> **Extrait de page**:
En circulant dans les couloirs de l’UdeM, les répercussions de la pandémie de COVID-19 au sein de la communauté estudiantine sont presque imperceptibles. Les masques procéduraux toujours portés par une partie des étudiant·e·s rappellent toutefois la période où le respect de plusieurs mesures sanitaires était imposé.
À la suite d’une déclaration émise par la Santé publique en mai 2022 sur l’arrêt des mesures sanitaires en milieu universitaire, l’UdeM a levé l’obligation du port du masque. Depuis, celui-ci est, comme le mentionne l’Université, « un choix personnel ».
Masqué·e·s dans un monde démasqué
Pour l’étudiant en première année au certificat en publicité et communication créative Bob James Rushatsi, continuer de porter le masque est une question de prudence. «On dit qu’il y a de moins en moins de cas et que la situation s’améliore, mais moi, j’ai l’impression que ce n’est pas fini, estime-t-il. Je préfère juste le garder jusqu’à ce que j’aie l’impression d’une atténuation totale [des cas].»
L’étudiant en troisième année au baccalauréat en études hispaniques Patrick Noué partage le même avis. «Je vis avec une colocataire qui a une santé un peu fragile, donc je veux éviter de ramener quelque chose [à la maison]», témoigne-t-il.
De son côté, l’étudiant en deuxième année au baccalauréat en économie et politique Chris Habib est heureux que «tout revienne à la normale», même s’il décide aussi, pour sa part, de toujours porter le masque. «J’aime mieux que chacun soit libre de faire ce qu’il veut», déclare-t-il.
Augmentation de l’anxiété?

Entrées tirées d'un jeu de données

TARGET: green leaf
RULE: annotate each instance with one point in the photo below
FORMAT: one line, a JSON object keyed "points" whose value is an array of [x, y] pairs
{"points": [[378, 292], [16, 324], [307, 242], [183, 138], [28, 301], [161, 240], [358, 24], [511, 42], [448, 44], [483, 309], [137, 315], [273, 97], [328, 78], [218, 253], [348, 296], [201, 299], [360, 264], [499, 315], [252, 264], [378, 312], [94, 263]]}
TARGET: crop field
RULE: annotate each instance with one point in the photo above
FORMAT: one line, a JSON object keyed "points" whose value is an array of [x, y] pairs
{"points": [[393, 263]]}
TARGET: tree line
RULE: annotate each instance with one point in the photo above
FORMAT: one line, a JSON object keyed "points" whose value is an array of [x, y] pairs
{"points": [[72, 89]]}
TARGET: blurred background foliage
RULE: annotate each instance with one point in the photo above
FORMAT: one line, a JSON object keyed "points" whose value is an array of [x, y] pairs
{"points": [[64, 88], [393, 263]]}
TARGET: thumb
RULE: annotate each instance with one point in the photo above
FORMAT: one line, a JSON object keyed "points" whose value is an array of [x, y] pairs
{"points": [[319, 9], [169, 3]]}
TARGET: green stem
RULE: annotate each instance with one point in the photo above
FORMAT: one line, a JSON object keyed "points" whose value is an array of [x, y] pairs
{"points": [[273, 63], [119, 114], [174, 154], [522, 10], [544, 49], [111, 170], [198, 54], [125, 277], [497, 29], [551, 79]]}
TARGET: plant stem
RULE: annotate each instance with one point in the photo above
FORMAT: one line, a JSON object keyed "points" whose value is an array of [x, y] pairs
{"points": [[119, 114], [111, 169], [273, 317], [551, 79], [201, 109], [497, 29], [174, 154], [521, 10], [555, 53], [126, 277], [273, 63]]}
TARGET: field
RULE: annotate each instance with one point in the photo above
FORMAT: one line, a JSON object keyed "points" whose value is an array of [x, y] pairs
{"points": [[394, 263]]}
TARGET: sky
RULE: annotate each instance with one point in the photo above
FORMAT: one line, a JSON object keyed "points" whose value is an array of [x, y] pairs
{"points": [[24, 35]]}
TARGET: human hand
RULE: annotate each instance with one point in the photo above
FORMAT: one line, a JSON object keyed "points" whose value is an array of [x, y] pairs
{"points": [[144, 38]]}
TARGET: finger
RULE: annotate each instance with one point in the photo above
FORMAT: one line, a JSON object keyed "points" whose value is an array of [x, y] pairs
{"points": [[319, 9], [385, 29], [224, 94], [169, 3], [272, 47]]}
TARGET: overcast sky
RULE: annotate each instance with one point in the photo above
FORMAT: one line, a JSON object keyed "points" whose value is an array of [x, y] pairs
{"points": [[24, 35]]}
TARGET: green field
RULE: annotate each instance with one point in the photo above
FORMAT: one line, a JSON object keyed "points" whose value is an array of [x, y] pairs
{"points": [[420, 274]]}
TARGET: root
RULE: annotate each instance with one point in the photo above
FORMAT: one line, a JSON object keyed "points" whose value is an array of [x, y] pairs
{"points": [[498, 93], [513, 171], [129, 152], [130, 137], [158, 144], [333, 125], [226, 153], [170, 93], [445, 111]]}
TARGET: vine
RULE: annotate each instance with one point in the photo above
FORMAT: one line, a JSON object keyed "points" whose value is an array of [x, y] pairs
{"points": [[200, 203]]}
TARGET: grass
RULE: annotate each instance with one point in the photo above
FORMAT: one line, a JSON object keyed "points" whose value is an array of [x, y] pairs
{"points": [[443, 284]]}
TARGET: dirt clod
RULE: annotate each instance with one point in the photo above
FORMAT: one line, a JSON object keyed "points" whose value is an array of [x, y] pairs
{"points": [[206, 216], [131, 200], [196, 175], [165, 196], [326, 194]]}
---
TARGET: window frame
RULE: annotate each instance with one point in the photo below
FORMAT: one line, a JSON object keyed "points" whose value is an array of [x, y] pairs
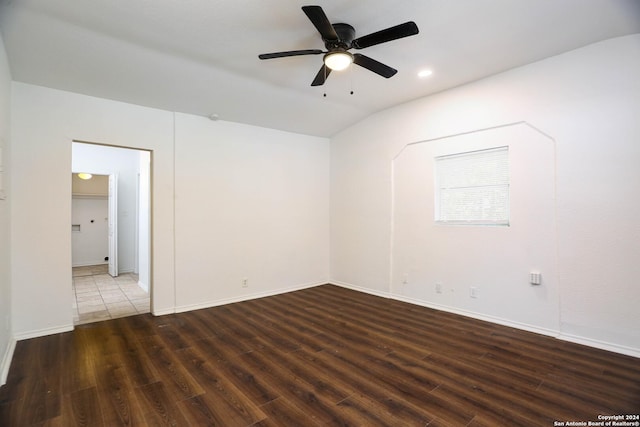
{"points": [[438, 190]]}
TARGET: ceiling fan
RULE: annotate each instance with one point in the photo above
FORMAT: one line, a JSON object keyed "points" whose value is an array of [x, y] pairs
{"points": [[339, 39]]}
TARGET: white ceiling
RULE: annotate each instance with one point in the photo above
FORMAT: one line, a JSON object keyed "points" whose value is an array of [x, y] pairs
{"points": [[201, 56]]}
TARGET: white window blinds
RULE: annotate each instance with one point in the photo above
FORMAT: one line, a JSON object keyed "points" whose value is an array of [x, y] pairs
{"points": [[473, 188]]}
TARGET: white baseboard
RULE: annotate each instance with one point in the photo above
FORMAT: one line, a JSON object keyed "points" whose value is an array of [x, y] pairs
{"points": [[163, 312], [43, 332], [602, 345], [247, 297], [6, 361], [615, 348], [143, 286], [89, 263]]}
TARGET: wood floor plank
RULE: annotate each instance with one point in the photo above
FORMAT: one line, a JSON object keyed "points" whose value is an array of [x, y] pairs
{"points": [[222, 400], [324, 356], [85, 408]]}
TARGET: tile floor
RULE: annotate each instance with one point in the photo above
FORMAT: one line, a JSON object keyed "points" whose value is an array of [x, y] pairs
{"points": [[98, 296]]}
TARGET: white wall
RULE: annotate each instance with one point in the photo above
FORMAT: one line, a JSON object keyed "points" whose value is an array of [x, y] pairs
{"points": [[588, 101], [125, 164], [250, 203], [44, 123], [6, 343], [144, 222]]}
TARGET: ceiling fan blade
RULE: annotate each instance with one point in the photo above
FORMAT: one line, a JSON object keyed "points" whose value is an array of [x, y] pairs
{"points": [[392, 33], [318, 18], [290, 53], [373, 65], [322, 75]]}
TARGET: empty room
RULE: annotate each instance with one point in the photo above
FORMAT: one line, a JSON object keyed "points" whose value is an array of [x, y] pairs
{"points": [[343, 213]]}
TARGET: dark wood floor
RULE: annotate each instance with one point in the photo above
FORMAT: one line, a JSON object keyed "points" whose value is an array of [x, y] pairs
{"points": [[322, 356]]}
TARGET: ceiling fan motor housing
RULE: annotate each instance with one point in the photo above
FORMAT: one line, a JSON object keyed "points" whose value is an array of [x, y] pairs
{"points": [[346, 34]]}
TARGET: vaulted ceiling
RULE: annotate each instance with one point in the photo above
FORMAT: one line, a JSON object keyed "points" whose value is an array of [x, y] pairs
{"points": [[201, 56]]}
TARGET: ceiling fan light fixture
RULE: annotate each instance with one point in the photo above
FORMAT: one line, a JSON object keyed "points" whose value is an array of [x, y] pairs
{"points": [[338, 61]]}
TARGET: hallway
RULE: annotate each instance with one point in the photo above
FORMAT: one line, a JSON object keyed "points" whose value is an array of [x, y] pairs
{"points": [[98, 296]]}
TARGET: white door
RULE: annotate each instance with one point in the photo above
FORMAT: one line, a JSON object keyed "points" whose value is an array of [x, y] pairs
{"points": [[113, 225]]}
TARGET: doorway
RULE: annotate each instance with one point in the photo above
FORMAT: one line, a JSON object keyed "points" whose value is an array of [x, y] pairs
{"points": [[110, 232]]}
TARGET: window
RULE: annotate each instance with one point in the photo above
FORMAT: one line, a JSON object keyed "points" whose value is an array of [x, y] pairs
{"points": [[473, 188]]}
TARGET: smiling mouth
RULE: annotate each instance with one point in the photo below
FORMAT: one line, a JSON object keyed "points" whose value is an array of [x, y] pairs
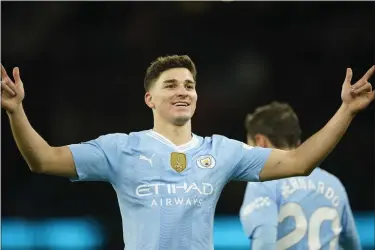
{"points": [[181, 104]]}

> **Questions à traiter**:
**A.** Répondez à ces questions sur le texte au sujet du masque à l'UdeM :
(i) En quel mois et quelle année la Santé publique a-t-elle annoncé l'arrêt des mesures sanitaires en milieu universitaire ?
(ii) Avec qui Patrick Noué vit-il ?
(iii) Dans quel programme et en quelle année Chris Habib étudie-t-il ?
**B.** Dans le texte sur le masque à l'UdeM, récrivez en plus court le paragraphe qui commence par « Pour l'étudiant en première année », en gardant l'essentiel.
**C.** Poursuivez le texte sur le masque à l'UdeM à partir de sa dernière ligne.

> **Réponses**:
**A.**
(i) En mai 2022.
(ii) Avec une colocataire dont la santé est un peu fragile.
(iii) En deuxième année au baccalauréat en économie et politique.

**B.** Bob James Rushatsi, étudiant en première année au certificat en publicité et communication créative, garde le masque par prudence. Même si on dit que les cas diminuent, il a l'impression que la pandémie n'est pas finie. Il veut le porter jusqu'à ce que les cas lui semblent avoir complètement baissé.

**C.**
L’étudiante en quatrième année au doctorat en psychologie clinique Marie-Lou Ouellette, actuellement en internat à l’Hôpital Rivière-des-Prairies, juge pour sa part que chez certaines personnes, la fin des mesures sanitaires est venue diminuer l’anxiété, mais qu’en fonction «des prédispositions, des tempéraments ou des problématiques des individus», une hausse de celle-ci est vécue par d’autres.
Elle explique que le masque a servi «en quelque sorte de récompense» aux personnes atteintes notamment d’anxiété sociale. La fin des mesures sanitaires pourrait ainsi, selon l’étudiante, accroître le stress chez certaines d’entre elles, car elle implique le retrait d’un objet qui leur donnait l’impression d’être protégées. «Si les mesures sont venues aider certaines personnes au niveau psychologique, c’est comme si on leur enlevait quelque chose de crucial», précise Mme Ouellette.
Mme Ouellette aborde également le revers de la médaille. «Les réactions négatives à la fin des mesures sanitaires sont moins mentionnées, souligne-t-elle. Ça fait en sorte qu’il y a beaucoup de patients qui viennent consulter des cliniciens et qui ont l’impression d’être les seuls au monde à ne pas être contents.»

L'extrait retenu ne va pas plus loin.